INSTRUCTIONS FOR THE TASK =
Copy word for word the part of the article on patient data access that begins with "Nonetheless, while supporting" and ends with "requested by patients.".

Verma: Private actors are using privacy as pretext to hold patient data hostage
The Trump administration continues to circle the wagons in its defense of the federal government’s efforts to enable patient access to their electronic health information.
Seema Verma, administrator of the Centers for Medicare and Medicaid Services, is the third Department of Health and Human Services official in as many days to take healthcare stakeholders to task for their criticism of a proposed rule by the Office of the National Coordinator for Health IT to improve access to patient medical records.
“A truly interoperable healthcare system has the potential to deliver better access, safety and quality that patients need while unleashing data,” said Verma on Wednesday at the CMS Healthcare Innovation Industry Day in Washington. “We have made it clear to providers that they don’t own a patient’s data and they must give it to their patients.”
In March, ONC issued a proposed rule requiring healthcare providers to offer patients’ access to their electronic health information through secure, standards-based application programming interfaces.
Nonetheless, while supporting ONC’s overall goal of patient access to data, stakeholders such as the American Medical Association and electronic health record vendor Epic Systems have made the case that—absent appropriate privacy protections—finalizing ONC’s proposed rule, as written, would put patient information at risk.
Epic issued a statement on Monday about the pending ONC rule, which the company contends inadvertently creates “serious risks” to privacy by requiring providers to send patient data to API-enabled apps requested by patients.
“There are no transparency requirements to make it very clear to the patient what data the app is taking and what the app will do with that data,” according to Epic, which was encouraging the heads of some of the largest U.S. hospital organizations to oppose the ONC rule.
However, Verma on Wednesday emphasized that patient privacy is a priority for the Trump administration and that “the disingenuous efforts by certain private actors to use privacy—as vile as it is—as a pretext for holding patient data hostage is an embarrassment to the industry.”

RECORDS PROVIDED =

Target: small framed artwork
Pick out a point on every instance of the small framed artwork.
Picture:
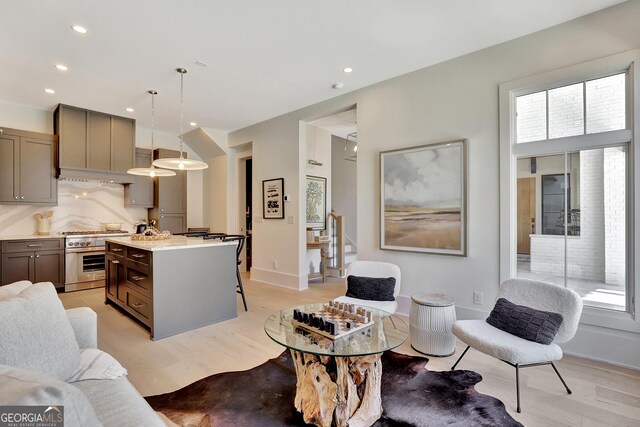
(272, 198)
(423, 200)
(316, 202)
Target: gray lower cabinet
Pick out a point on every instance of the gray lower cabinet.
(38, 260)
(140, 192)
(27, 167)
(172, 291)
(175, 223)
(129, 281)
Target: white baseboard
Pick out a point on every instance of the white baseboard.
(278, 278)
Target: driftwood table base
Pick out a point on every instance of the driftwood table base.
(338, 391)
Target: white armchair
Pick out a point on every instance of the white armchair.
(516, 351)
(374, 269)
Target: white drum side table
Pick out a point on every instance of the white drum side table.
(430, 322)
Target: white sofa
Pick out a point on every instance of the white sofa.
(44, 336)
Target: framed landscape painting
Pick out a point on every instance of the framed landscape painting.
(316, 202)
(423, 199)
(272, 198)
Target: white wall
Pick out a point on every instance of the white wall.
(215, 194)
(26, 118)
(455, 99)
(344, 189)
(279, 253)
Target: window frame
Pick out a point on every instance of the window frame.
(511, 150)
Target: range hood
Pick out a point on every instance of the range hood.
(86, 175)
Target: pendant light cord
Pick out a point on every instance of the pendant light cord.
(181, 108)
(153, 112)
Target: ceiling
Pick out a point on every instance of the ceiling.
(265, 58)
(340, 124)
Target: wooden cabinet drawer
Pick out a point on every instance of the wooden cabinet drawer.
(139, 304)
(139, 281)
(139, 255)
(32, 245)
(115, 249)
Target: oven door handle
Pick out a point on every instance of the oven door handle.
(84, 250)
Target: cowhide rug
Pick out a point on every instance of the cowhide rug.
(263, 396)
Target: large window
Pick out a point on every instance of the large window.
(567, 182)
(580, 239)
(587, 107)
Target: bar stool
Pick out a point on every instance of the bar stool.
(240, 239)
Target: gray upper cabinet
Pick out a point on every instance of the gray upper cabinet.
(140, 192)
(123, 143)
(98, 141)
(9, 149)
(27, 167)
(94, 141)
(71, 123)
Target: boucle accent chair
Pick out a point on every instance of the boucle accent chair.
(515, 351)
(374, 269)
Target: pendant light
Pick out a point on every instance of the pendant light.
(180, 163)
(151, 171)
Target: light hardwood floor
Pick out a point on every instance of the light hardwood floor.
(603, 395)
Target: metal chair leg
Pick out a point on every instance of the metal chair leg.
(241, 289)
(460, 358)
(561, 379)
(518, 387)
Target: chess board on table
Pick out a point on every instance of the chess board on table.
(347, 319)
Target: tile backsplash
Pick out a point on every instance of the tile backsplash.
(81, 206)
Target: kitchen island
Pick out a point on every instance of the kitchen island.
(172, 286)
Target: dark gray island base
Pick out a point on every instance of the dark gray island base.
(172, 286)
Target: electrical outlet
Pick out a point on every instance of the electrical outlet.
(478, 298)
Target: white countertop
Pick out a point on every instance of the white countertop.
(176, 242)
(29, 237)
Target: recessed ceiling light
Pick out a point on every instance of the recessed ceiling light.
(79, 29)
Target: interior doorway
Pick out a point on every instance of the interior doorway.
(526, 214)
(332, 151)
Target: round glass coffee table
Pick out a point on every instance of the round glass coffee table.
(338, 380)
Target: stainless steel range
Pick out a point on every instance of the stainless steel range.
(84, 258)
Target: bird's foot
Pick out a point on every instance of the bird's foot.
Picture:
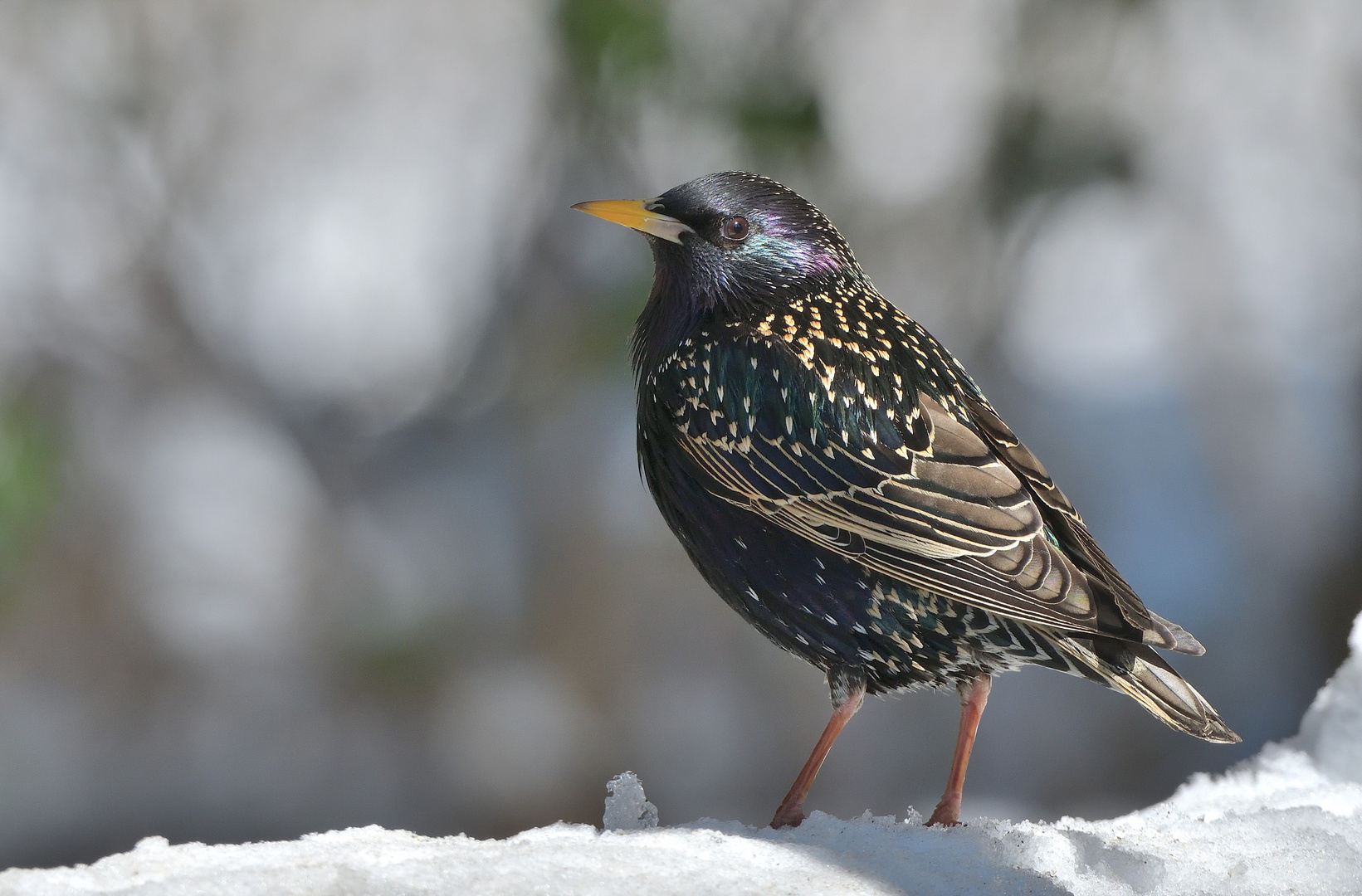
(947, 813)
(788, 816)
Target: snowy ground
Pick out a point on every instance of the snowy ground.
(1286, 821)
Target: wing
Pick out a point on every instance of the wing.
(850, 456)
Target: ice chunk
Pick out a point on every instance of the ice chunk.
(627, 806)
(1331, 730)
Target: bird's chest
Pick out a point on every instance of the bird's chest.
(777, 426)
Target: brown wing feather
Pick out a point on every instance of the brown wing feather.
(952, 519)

OUTPUT =
Nonetheless, while supporting ONC’s overall goal of patient access to data, stakeholders such as the American Medical Association and electronic health record vendor Epic Systems have made the case that—absent appropriate privacy protections—finalizing ONC’s proposed rule, as written, would put patient information at risk.
Epic issued a statement on Monday about the pending ONC rule, which the company contends inadvertently creates “serious risks” to privacy by requiring providers to send patient data to API-enabled apps requested by patients.